목표: 아래 기록에서 문자열 "mint"가 들어 있는 줄을 모두 찾아 빠짐없이 옮겨 적으세요. 대소문자를 구분합니다.

원본 데이터:
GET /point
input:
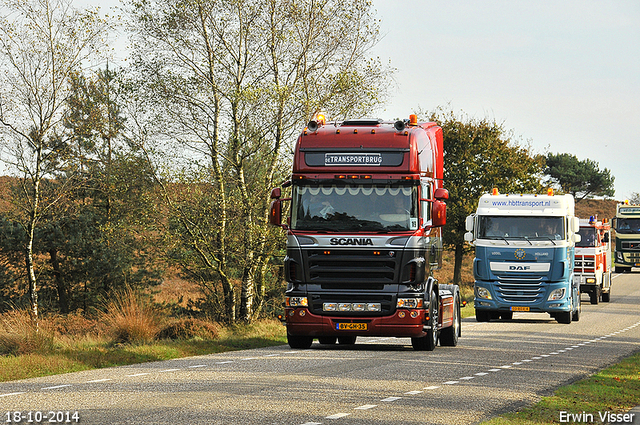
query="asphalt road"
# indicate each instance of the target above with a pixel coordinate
(497, 367)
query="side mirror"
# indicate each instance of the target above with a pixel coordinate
(468, 223)
(441, 193)
(439, 213)
(275, 211)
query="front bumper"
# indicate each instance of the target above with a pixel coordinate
(403, 323)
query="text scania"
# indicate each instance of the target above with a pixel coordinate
(351, 241)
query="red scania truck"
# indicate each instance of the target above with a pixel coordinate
(364, 235)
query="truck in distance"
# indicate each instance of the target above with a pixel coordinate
(593, 259)
(364, 235)
(524, 256)
(627, 226)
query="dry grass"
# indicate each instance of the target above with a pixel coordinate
(130, 317)
(19, 334)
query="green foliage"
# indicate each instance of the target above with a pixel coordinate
(478, 156)
(582, 179)
(228, 85)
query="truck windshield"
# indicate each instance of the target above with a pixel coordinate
(515, 227)
(628, 225)
(374, 207)
(589, 238)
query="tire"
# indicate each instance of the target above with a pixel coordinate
(449, 336)
(299, 341)
(564, 317)
(576, 314)
(483, 315)
(347, 340)
(327, 340)
(430, 340)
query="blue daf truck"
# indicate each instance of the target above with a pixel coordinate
(524, 256)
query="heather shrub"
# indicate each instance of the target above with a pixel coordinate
(19, 334)
(190, 328)
(129, 317)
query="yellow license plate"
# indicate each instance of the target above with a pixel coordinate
(351, 326)
(519, 308)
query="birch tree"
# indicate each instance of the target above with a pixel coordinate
(42, 43)
(236, 80)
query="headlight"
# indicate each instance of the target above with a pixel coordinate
(482, 292)
(410, 303)
(556, 294)
(296, 301)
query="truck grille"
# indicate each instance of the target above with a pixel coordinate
(630, 245)
(521, 290)
(351, 269)
(585, 264)
(387, 303)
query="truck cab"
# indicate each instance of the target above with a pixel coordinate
(524, 256)
(593, 259)
(367, 206)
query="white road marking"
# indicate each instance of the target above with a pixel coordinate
(366, 407)
(56, 387)
(338, 416)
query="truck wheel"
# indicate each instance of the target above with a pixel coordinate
(483, 315)
(299, 341)
(506, 315)
(564, 317)
(449, 336)
(347, 340)
(327, 340)
(430, 340)
(576, 315)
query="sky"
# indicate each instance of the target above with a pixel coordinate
(563, 75)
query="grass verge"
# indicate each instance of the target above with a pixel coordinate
(615, 389)
(91, 353)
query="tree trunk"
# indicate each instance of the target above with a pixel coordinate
(63, 298)
(31, 273)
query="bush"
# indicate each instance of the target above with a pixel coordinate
(190, 328)
(75, 324)
(19, 334)
(131, 318)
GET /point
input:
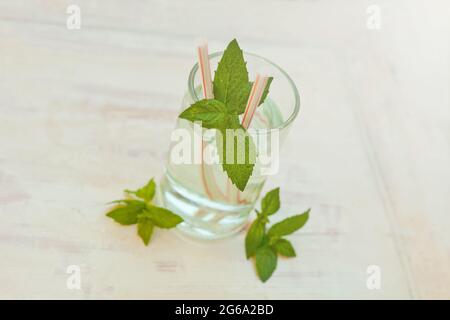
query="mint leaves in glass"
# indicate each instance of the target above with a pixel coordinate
(215, 197)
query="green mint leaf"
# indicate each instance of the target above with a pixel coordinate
(266, 262)
(212, 113)
(127, 214)
(289, 225)
(237, 152)
(254, 237)
(284, 247)
(161, 217)
(271, 202)
(231, 79)
(147, 192)
(145, 229)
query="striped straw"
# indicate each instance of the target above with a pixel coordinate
(205, 69)
(253, 101)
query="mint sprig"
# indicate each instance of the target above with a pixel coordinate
(231, 91)
(139, 209)
(264, 245)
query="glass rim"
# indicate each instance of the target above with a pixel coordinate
(293, 114)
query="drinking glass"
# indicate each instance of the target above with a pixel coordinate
(198, 189)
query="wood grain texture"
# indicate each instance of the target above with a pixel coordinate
(85, 113)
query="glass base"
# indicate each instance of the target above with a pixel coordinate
(203, 217)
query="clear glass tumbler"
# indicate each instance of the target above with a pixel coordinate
(198, 189)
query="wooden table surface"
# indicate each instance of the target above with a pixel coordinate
(86, 113)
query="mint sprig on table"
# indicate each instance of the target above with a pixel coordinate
(231, 87)
(264, 245)
(139, 209)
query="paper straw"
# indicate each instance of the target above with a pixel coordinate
(253, 101)
(205, 69)
(207, 174)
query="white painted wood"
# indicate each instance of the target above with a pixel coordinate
(87, 113)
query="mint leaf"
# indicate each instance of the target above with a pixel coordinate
(212, 113)
(289, 225)
(266, 262)
(127, 214)
(147, 192)
(237, 152)
(271, 202)
(161, 217)
(231, 79)
(145, 229)
(284, 247)
(255, 237)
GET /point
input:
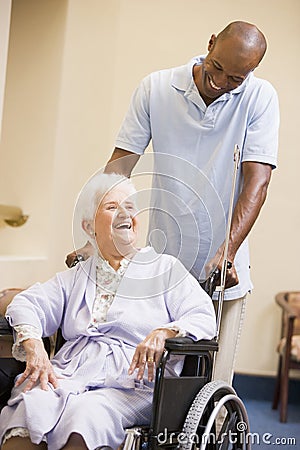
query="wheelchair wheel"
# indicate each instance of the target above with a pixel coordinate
(217, 419)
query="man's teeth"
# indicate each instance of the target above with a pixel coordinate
(126, 226)
(213, 85)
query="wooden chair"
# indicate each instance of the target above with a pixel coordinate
(288, 348)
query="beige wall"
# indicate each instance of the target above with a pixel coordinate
(71, 70)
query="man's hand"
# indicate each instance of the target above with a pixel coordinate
(149, 352)
(216, 264)
(85, 252)
(38, 366)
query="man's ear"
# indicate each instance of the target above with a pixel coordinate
(88, 227)
(211, 42)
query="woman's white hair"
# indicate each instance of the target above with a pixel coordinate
(96, 189)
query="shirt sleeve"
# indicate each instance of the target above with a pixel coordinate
(41, 306)
(135, 132)
(261, 140)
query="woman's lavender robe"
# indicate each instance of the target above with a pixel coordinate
(96, 397)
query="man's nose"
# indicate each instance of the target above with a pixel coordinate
(122, 211)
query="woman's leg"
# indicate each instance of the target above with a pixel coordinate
(22, 443)
(75, 442)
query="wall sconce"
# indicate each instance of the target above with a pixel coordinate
(12, 215)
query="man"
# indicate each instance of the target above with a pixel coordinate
(194, 115)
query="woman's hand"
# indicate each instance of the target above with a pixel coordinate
(149, 352)
(38, 366)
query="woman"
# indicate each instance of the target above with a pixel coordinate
(115, 310)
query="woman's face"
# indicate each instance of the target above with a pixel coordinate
(116, 222)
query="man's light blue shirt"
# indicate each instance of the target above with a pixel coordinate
(193, 148)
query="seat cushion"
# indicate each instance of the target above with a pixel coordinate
(295, 350)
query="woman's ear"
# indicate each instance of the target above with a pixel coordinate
(211, 42)
(88, 227)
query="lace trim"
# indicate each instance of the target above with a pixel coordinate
(18, 432)
(23, 332)
(108, 281)
(15, 432)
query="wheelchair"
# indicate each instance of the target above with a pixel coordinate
(185, 408)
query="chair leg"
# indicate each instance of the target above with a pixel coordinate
(277, 384)
(284, 392)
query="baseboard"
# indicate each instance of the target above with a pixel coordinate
(262, 388)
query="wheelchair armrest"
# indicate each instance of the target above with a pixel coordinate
(187, 345)
(5, 328)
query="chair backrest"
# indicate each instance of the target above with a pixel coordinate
(293, 300)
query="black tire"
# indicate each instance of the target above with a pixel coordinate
(201, 417)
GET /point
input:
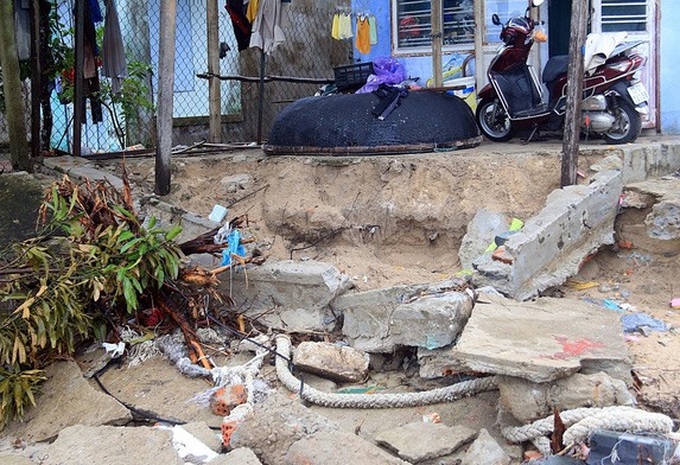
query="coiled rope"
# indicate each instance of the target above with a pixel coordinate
(394, 400)
(582, 422)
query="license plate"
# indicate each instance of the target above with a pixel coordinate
(638, 93)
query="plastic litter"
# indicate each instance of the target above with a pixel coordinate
(629, 449)
(641, 321)
(385, 71)
(234, 247)
(218, 213)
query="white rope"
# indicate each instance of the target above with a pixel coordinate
(395, 400)
(583, 421)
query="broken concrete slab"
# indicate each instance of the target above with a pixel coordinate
(332, 361)
(156, 386)
(203, 433)
(67, 399)
(485, 450)
(282, 431)
(406, 440)
(542, 340)
(110, 445)
(551, 247)
(290, 295)
(240, 456)
(528, 401)
(425, 315)
(438, 363)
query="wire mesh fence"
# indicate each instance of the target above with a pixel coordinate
(117, 120)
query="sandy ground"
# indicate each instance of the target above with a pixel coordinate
(399, 219)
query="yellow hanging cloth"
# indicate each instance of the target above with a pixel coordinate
(251, 12)
(363, 41)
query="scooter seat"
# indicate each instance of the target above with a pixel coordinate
(559, 64)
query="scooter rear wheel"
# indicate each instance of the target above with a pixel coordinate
(493, 121)
(628, 124)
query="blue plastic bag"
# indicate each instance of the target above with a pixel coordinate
(234, 247)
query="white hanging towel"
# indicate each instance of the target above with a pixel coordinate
(267, 33)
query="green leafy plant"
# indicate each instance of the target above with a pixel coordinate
(93, 263)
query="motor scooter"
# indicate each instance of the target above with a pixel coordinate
(513, 100)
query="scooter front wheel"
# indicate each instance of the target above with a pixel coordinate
(493, 121)
(627, 125)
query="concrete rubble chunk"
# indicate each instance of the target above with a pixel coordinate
(485, 450)
(426, 315)
(575, 222)
(289, 294)
(240, 456)
(67, 399)
(528, 401)
(110, 445)
(542, 340)
(442, 440)
(332, 361)
(481, 231)
(237, 182)
(203, 433)
(284, 432)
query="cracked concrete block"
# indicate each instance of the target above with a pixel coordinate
(338, 363)
(528, 401)
(427, 315)
(542, 340)
(284, 432)
(481, 231)
(290, 295)
(441, 440)
(110, 445)
(240, 456)
(575, 222)
(67, 399)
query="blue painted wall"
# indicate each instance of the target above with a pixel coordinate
(416, 66)
(670, 67)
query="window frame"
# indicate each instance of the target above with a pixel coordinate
(425, 50)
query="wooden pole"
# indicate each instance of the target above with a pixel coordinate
(215, 97)
(572, 117)
(260, 97)
(437, 43)
(36, 78)
(166, 79)
(14, 104)
(78, 111)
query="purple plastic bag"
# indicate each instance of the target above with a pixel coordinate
(385, 71)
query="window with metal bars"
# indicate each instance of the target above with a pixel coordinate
(413, 28)
(624, 15)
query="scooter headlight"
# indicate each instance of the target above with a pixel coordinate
(621, 66)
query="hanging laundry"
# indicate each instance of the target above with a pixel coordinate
(251, 12)
(113, 52)
(363, 42)
(267, 31)
(242, 27)
(346, 26)
(373, 28)
(335, 27)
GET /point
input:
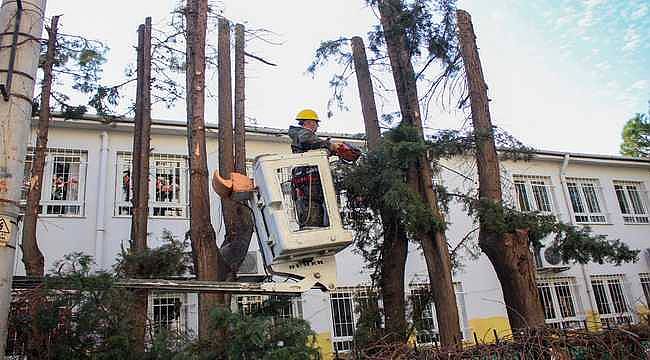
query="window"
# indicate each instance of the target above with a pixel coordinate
(167, 313)
(423, 313)
(64, 176)
(533, 193)
(631, 198)
(167, 186)
(346, 304)
(645, 284)
(585, 195)
(558, 299)
(303, 197)
(610, 298)
(27, 175)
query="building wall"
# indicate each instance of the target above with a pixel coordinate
(479, 293)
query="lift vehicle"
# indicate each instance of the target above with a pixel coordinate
(290, 248)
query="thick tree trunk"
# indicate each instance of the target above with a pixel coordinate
(394, 248)
(420, 177)
(366, 92)
(510, 254)
(394, 252)
(32, 257)
(140, 174)
(205, 253)
(239, 225)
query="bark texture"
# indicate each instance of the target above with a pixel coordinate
(510, 253)
(420, 177)
(140, 173)
(206, 255)
(394, 248)
(32, 256)
(366, 92)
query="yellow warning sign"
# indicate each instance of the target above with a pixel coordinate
(5, 231)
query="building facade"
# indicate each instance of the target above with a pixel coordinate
(86, 207)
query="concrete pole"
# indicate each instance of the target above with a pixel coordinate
(21, 23)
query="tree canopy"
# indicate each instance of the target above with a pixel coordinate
(636, 136)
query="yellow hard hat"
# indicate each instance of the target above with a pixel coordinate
(307, 114)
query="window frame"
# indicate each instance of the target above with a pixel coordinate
(124, 162)
(48, 176)
(178, 325)
(644, 279)
(631, 215)
(344, 343)
(586, 201)
(435, 333)
(559, 319)
(530, 184)
(611, 317)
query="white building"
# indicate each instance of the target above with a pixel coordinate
(85, 209)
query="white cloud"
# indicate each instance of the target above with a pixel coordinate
(640, 85)
(603, 66)
(640, 12)
(632, 39)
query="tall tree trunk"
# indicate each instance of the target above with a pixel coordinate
(394, 249)
(206, 255)
(140, 173)
(366, 93)
(239, 230)
(420, 177)
(237, 218)
(18, 66)
(32, 256)
(510, 254)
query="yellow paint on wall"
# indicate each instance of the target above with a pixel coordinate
(324, 344)
(484, 328)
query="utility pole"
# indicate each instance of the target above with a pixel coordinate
(20, 49)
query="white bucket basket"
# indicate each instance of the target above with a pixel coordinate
(292, 223)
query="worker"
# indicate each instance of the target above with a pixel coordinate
(307, 191)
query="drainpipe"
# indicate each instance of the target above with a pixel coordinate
(567, 201)
(101, 201)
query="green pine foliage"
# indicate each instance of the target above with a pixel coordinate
(263, 336)
(169, 259)
(377, 185)
(636, 136)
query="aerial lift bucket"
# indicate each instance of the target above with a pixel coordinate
(297, 217)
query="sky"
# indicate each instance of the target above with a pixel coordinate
(563, 75)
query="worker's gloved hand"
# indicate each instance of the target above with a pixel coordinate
(334, 147)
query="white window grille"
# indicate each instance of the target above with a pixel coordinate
(613, 306)
(645, 285)
(168, 186)
(282, 307)
(631, 198)
(533, 193)
(168, 312)
(561, 306)
(585, 196)
(423, 313)
(64, 182)
(345, 303)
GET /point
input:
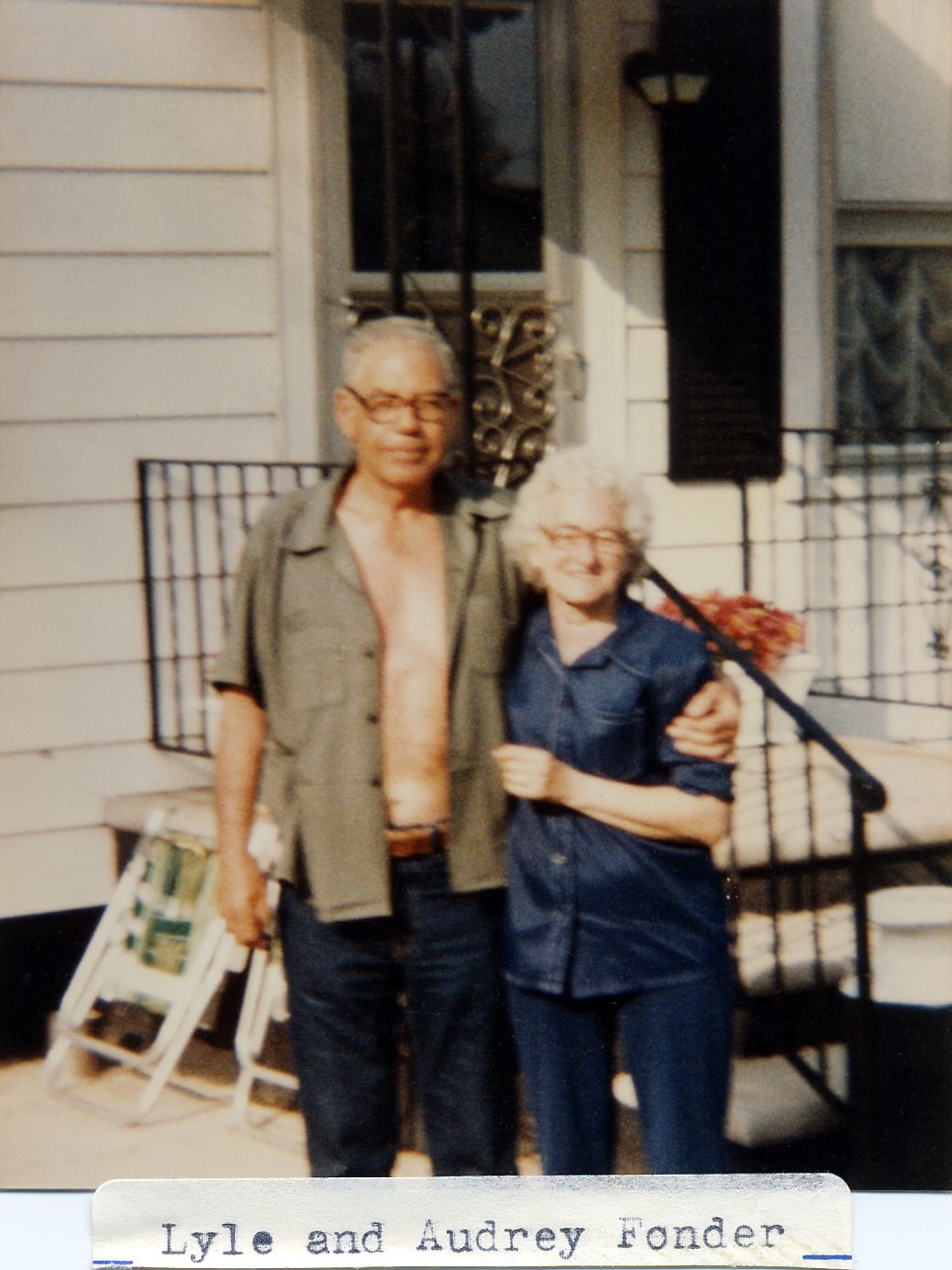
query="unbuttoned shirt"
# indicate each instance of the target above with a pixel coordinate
(595, 909)
(304, 641)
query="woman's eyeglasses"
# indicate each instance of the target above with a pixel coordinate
(387, 407)
(568, 539)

전체 답변:
query="mint leaves in glass"
query="green mint leaf"
query="mint sprig"
query="mint sprig on table"
query="mint leaf"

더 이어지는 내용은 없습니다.